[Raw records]
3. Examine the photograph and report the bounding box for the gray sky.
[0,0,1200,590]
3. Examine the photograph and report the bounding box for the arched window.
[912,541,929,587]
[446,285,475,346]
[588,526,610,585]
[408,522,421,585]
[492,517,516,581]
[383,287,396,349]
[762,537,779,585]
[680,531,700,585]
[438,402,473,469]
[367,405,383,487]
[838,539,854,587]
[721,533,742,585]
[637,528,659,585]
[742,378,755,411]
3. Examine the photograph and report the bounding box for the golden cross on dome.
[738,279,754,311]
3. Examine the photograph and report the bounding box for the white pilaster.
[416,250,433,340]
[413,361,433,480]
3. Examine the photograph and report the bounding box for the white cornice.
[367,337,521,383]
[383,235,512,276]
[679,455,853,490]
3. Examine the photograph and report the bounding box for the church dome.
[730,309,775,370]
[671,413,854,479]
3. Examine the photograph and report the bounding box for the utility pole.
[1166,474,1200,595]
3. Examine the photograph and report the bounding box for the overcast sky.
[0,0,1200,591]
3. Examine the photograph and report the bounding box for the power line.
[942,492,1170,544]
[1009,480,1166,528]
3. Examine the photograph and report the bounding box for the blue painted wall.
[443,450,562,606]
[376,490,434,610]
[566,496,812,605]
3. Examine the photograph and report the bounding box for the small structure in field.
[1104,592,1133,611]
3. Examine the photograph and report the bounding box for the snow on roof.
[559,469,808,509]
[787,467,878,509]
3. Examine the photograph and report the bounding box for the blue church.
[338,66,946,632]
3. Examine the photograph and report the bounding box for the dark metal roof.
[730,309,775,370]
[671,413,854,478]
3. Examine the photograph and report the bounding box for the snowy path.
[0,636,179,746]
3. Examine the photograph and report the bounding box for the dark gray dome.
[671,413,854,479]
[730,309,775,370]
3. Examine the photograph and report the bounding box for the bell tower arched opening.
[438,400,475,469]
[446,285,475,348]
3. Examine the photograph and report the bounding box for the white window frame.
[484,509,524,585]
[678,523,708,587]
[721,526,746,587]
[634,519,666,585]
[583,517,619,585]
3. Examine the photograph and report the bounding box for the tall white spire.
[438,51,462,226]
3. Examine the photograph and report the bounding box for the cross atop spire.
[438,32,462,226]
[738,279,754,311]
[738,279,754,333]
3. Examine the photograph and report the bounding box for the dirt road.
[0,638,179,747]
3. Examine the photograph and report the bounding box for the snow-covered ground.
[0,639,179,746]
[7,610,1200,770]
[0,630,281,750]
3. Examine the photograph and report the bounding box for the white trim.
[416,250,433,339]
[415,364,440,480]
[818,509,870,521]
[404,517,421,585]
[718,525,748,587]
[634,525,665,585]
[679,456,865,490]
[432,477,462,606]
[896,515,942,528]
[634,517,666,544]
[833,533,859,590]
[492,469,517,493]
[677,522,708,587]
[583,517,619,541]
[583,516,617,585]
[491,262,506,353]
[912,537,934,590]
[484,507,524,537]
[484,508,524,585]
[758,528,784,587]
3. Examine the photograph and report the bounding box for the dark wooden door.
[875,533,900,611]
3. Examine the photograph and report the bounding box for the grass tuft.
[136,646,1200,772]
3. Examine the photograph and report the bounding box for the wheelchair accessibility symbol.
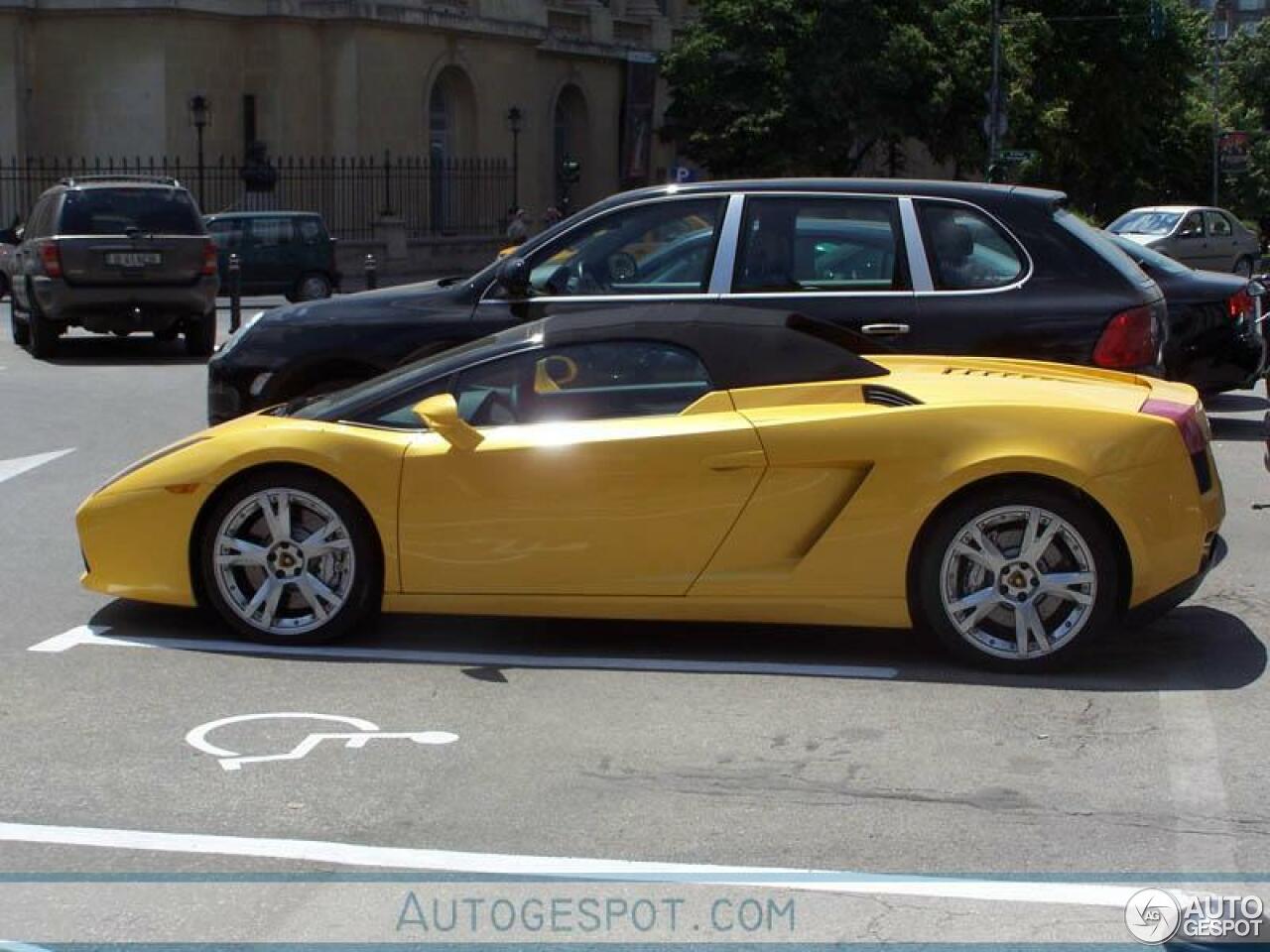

WRITTEN REQUEST
Reproduce every one of the records above word for word, omitting the pictures.

OUTPUT OF THE TASK
3. Examine the photograph and report the bounding box for the gray sky.
[0,0,1200,590]
3. Examine the photograph and report the bounding box for the arched window.
[912,541,929,587]
[446,285,475,346]
[588,526,610,585]
[408,522,421,585]
[492,517,516,581]
[383,287,396,349]
[762,537,779,585]
[680,531,700,585]
[438,402,473,469]
[367,405,383,487]
[838,539,854,587]
[721,533,742,585]
[637,528,659,585]
[742,378,755,411]
3. Examine the photograph and report the bounding box for the golden cross on dome.
[738,279,754,311]
3. Examine the photograph and report the bounding box for the white pilaster.
[416,250,433,340]
[413,361,433,480]
3. Examine the photograph and report the bounding box for the white cornice.
[367,337,521,383]
[383,235,512,276]
[679,455,853,490]
3. Examine the photograph and report the bounding box for the church dome.
[730,309,775,370]
[671,413,854,479]
3. Examine the photograph and report the bounding box for the utility pole.
[1166,474,1200,595]
3. Examine the photograph and report the bounding box for the overcast sky.
[0,0,1200,591]
3. Examine the photograph and report the bounding box for the power line.
[942,492,1170,544]
[1009,480,1166,528]
3. Examine the photograph and report the bounding box for the blue painted wall.
[443,450,562,606]
[376,490,434,610]
[566,496,812,605]
3. Examine the photograph and report the bounding box for the small structure in field.
[1104,592,1133,611]
3. Examine the photograph and report the bounding box for the snow on roof.
[559,469,808,509]
[787,467,878,509]
3. Examine the photograph and report the bounding box for the blue church.
[338,66,946,632]
3. Examine the photograph and report the bounding box for the dark metal roof.
[730,309,775,370]
[671,413,854,478]
3. Examine the photograph and report the bounding box for the snowy path.
[0,636,179,746]
3. Examine the photograph and report the bounding box for the dark gray dome.
[671,413,854,479]
[730,309,775,370]
3. Examine the photograph and report the bounding box for the bell tower arched opening.
[438,400,475,469]
[446,285,475,348]
3. Examine the photograph and report the bounding box for the white window frame.
[484,509,524,585]
[678,523,708,587]
[721,526,746,587]
[634,519,666,585]
[583,517,619,585]
3. Examine the photograph and report the bounding box for the tall white spire.
[438,51,462,226]
3. Examine the photograph and report the bounding box for the cross atop spire.
[438,32,462,226]
[738,279,754,311]
[738,279,754,333]
3. Examine the photograph and report the bounding box for the dirt road.
[0,638,179,747]
3. Examine the photograph and report the bounding box for the snow-covered ground.
[0,639,179,746]
[7,610,1200,770]
[0,630,281,750]
3. Examine the photograph and report the bounding box for the white trim.
[416,250,433,339]
[415,364,440,480]
[818,509,870,521]
[404,517,421,585]
[718,525,748,587]
[634,525,665,585]
[679,456,865,490]
[432,477,462,606]
[896,515,942,528]
[634,517,666,544]
[833,533,859,590]
[492,469,517,493]
[677,522,708,587]
[583,517,619,541]
[583,516,617,585]
[491,262,506,353]
[912,537,934,590]
[484,507,524,537]
[484,508,524,585]
[758,528,784,587]
3. Examine the photograph and report the bounding box for the dark wooden door.
[875,533,900,611]
3. Examine the photograph and report the bounding box for the grass tuft.
[136,646,1200,772]
3. Examine the photograph and report the bounding box for the wheelchair accessibility symbol.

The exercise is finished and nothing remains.